__WHAT IS BEING ASKED__: Print the listing in its entirety and exactly, leaving out images.

__TASK DATA__:
◇ ◇ ◇

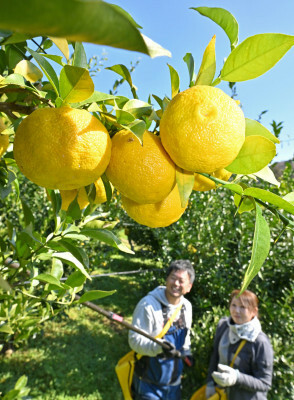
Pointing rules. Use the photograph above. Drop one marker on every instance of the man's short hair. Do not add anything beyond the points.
(182, 265)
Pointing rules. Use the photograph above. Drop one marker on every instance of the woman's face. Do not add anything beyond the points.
(240, 313)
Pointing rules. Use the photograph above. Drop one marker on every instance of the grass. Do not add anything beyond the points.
(75, 357)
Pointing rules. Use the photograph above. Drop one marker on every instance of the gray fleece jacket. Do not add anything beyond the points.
(148, 316)
(254, 362)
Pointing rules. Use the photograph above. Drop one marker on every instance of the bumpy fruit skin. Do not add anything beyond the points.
(68, 196)
(158, 215)
(202, 129)
(62, 148)
(144, 174)
(203, 184)
(4, 139)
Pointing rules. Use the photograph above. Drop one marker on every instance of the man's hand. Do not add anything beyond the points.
(225, 376)
(171, 351)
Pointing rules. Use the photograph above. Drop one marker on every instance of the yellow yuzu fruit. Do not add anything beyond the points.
(144, 174)
(203, 184)
(202, 129)
(4, 139)
(156, 215)
(62, 148)
(68, 196)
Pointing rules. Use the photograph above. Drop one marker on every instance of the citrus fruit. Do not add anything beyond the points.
(143, 173)
(4, 139)
(203, 184)
(156, 215)
(62, 148)
(68, 196)
(202, 129)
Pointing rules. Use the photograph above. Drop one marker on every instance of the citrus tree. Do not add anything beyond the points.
(81, 147)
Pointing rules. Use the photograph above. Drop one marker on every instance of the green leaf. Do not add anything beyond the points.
(137, 108)
(94, 295)
(57, 268)
(4, 285)
(124, 117)
(255, 56)
(289, 197)
(48, 279)
(208, 65)
(107, 237)
(62, 44)
(234, 188)
(185, 181)
(175, 81)
(254, 128)
(27, 213)
(224, 19)
(94, 21)
(260, 248)
(13, 79)
(255, 154)
(189, 60)
(76, 251)
(271, 198)
(247, 204)
(70, 259)
(21, 382)
(6, 329)
(138, 128)
(75, 84)
(76, 279)
(123, 71)
(47, 69)
(267, 175)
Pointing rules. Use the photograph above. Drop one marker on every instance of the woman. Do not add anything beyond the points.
(250, 376)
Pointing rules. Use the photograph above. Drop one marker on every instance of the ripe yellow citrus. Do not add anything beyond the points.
(203, 184)
(144, 174)
(4, 139)
(62, 148)
(202, 129)
(68, 196)
(161, 214)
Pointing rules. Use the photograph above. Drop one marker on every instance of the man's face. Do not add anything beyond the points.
(177, 284)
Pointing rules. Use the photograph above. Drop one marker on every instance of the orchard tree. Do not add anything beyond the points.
(73, 142)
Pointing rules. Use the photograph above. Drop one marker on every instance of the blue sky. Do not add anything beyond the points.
(176, 27)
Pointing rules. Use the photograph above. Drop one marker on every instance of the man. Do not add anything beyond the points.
(158, 373)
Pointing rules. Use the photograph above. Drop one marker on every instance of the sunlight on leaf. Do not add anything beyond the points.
(255, 154)
(75, 84)
(62, 44)
(208, 65)
(253, 127)
(255, 56)
(260, 248)
(224, 19)
(94, 295)
(28, 70)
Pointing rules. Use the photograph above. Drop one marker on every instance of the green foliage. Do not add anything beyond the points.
(48, 255)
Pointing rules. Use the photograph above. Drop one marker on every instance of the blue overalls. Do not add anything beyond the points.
(160, 377)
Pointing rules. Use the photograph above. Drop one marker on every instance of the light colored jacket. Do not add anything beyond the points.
(148, 316)
(255, 363)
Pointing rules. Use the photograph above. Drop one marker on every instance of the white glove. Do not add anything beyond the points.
(209, 391)
(225, 376)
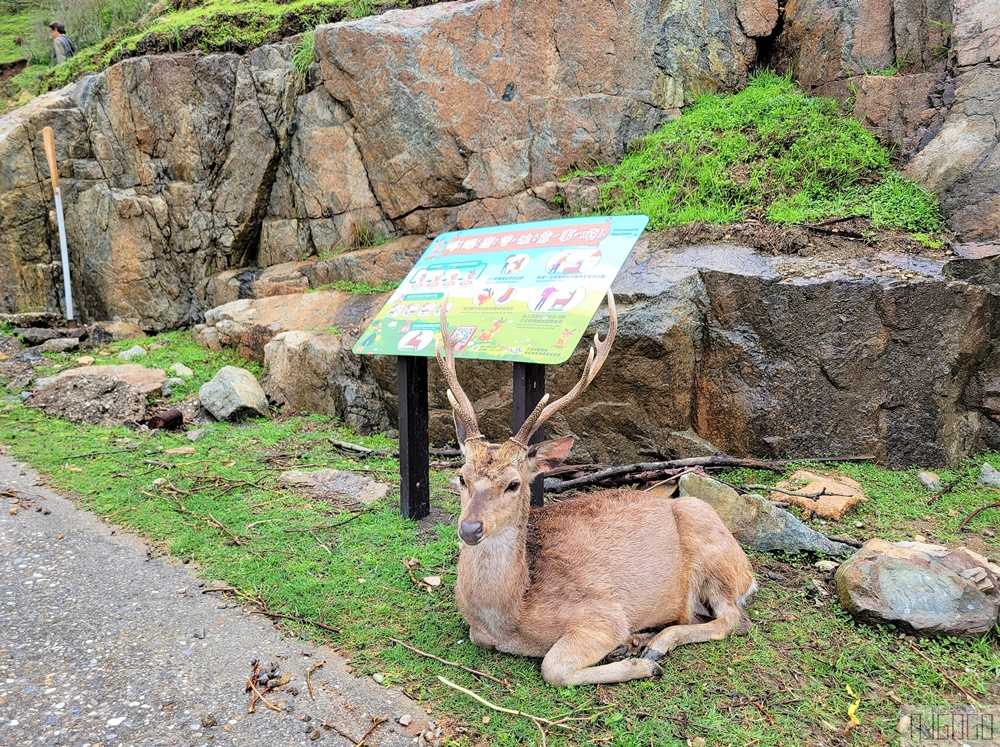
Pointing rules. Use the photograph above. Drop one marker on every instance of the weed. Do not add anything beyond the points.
(767, 152)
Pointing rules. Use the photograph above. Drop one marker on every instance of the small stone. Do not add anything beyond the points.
(136, 351)
(929, 480)
(989, 476)
(59, 345)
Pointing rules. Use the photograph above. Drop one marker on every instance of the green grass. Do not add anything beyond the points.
(359, 287)
(768, 152)
(348, 572)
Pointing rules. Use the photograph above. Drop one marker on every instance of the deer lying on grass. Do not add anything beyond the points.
(573, 580)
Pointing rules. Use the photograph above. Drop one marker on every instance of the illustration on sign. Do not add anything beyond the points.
(518, 293)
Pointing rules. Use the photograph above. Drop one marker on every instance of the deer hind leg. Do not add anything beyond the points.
(569, 661)
(729, 618)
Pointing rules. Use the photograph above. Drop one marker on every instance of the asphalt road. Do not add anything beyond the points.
(101, 646)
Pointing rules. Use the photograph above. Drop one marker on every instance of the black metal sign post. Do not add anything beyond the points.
(529, 388)
(414, 443)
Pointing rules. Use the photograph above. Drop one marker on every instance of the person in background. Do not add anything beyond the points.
(61, 46)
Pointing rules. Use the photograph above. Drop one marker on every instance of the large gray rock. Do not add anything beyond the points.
(334, 482)
(94, 399)
(924, 589)
(316, 372)
(233, 394)
(756, 523)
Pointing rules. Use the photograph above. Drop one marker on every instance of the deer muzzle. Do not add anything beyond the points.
(471, 532)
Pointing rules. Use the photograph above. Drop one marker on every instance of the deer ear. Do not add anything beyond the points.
(460, 431)
(548, 454)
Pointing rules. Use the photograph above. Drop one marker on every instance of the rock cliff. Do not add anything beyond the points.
(447, 116)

◇ ◇ ◇

__RESULT__:
Pointing rules. Use the photograph above. Drop one marker on every instance of the man's short hair. Do not add anything beyond the points.
(182, 265)
Pointing rules. Use the photograph above. Drop one marker on every instance of the woman's face. Do not add anything beyond the points.
(240, 313)
Pointing rules. Use the photograph above. Drop one marker on every instance of the grass. Do not add anything beyond the points.
(75, 357)
Pointing rules. Use the photograph above. Drop one marker on every instance of the gray fleece jacket. Do not add anything beyond the points.
(148, 316)
(254, 362)
Pointing rules. Use the photograph above. Drop one marker on every instance of the bumpy fruit skin. Do not add anything beyond the points.
(68, 196)
(158, 215)
(202, 129)
(62, 148)
(144, 174)
(203, 184)
(4, 139)
Pointing rules. Use the photograph above. Drop one marker on every instance of the man's hand. Do not add anything beyond the points.
(225, 376)
(171, 351)
Pointing rules. Use the photograph above. Drop one marker on every instance of the yellow yuzu fruit. Do not add anything beyond the points.
(144, 174)
(203, 184)
(202, 129)
(4, 139)
(156, 215)
(62, 148)
(68, 196)
Pointing rules. Use the photograph above. Drop one marker on every instance of the citrus fruit. Do not add anything beyond the points.
(143, 173)
(4, 139)
(203, 184)
(156, 215)
(62, 148)
(68, 196)
(202, 129)
Pointing rules. Use the photograph above. Drop one marker on every instance of the citrus tree. Do not add anything beyond the points.
(81, 147)
Pointing rules. Use the photograph above. Drop one marker on every instance of the green leaf. Do not add anything beyond the points.
(137, 108)
(94, 295)
(57, 268)
(4, 285)
(124, 117)
(255, 56)
(289, 197)
(48, 279)
(208, 65)
(107, 237)
(62, 44)
(234, 188)
(185, 181)
(175, 81)
(254, 128)
(27, 213)
(224, 19)
(94, 21)
(260, 248)
(13, 79)
(255, 154)
(189, 60)
(76, 251)
(271, 198)
(247, 204)
(70, 259)
(21, 382)
(6, 329)
(138, 128)
(75, 84)
(76, 279)
(123, 71)
(47, 69)
(267, 175)
Pointing rules. Use the photograph above. Drop one marker on every instance of the woman. Do not add anything beyond the points.
(250, 376)
Pointing rules. Use the photograph above. Drop one marker on every instance of the ripe yellow citrus. Do not add anything beyond the points.
(203, 184)
(144, 174)
(4, 139)
(62, 148)
(202, 129)
(68, 196)
(161, 214)
Pointing rules. Use the photograph above. Drop one marker on every instance of the man's face. Do not add anything beyond the points.
(177, 284)
Pointing rules. Use the photograph above. Drop one marker on every instance of the orchard tree. Do not add anything beyond the points.
(73, 142)
Pointing rules. Use the photograph above. Drop one marker on every instance of the blue sky. Do not add anything beyond the points.
(176, 27)
Pointing rules. Use the photograph above. Drop one marker on every instance of the man. Do not add anything beyond the points.
(158, 373)
Pointing rules. Use the photograph above. Drop one marker on every instance of the sunlight on leaf. Do not add anything beyond the points.
(255, 154)
(75, 84)
(62, 44)
(208, 65)
(253, 127)
(255, 56)
(260, 248)
(224, 19)
(94, 295)
(28, 70)
Pointing rules. Use the photograph above. Drop one marker on every instance of the green foliage. Do not add anything beyond the points.
(48, 255)
Pointing rules. Use the photograph above. Drop one marker on every instance of the blue overalls. Do not add anything beyond the points.
(160, 377)
Pointing rules. Use the photograph above. Drop one marker on every instance of the light colored jacket. Do not add anything beyond the points.
(148, 316)
(255, 363)
Pointing rules. Use the photograph above. Drop one marker on every instance of the white glove. Do not add anything beyond the points.
(209, 391)
(225, 376)
Pointing rules. Use the photograph above. Drop one marker on every instance of the weed. Do not add anything beyond the points.
(767, 152)
Pointing rules. Use the photograph above. Drop one marker on every instance of the small stone. Do not add anything beyond the points.
(136, 351)
(929, 480)
(989, 476)
(59, 345)
Pointing rules. Use the photograph above. Drop one marker on every instance of the green grass. Do not add anything beyond the points.
(359, 287)
(768, 152)
(348, 572)
Pointing rules. Use the photograph above. Drop one marker on every instance of the deer lying on grass. Do not add anything beyond the points.
(573, 580)
Pointing rules. Use the photograph above. Drop one marker on every instance of the illustration on sign. Do not add anything beyond the points.
(518, 293)
Pointing rules. Use the photograph above. Drop one marker on every instance of the deer hind leg. Do not add anything beyond the points.
(569, 661)
(729, 618)
Pointing rules. Use the photograph above. Drop one marker on every instance of the asphalt road. Do not add anything beyond the points.
(101, 646)
Pointing rules. Use the photograph above. Drop one marker on every instance of the black metal sign post. Do not add anything beyond the points.
(529, 388)
(414, 443)
Pointing rules. Use the photograph above. Drop one marker on every instance of the person in background. Do not add anything beyond the points.
(61, 46)
Pointing rules. Use the photograph above. Drop one marker on every instance of the large gray rock. Do not add anything beyond the points.
(334, 482)
(94, 399)
(924, 589)
(316, 372)
(233, 394)
(756, 523)
Pointing rules. Use the photograph above. Drop one marker on every instance of the deer muzzle. Do not add anything beyond the points.
(471, 532)
Pointing rules. Use the photograph above. Drop one marker on every instance of the deer ear. Do not add anything beyond the points.
(460, 431)
(548, 454)
Pointing rules. Use the photograph above. Drop one marker on every instance of the rock cliff. Do not add anything beyond the points.
(447, 116)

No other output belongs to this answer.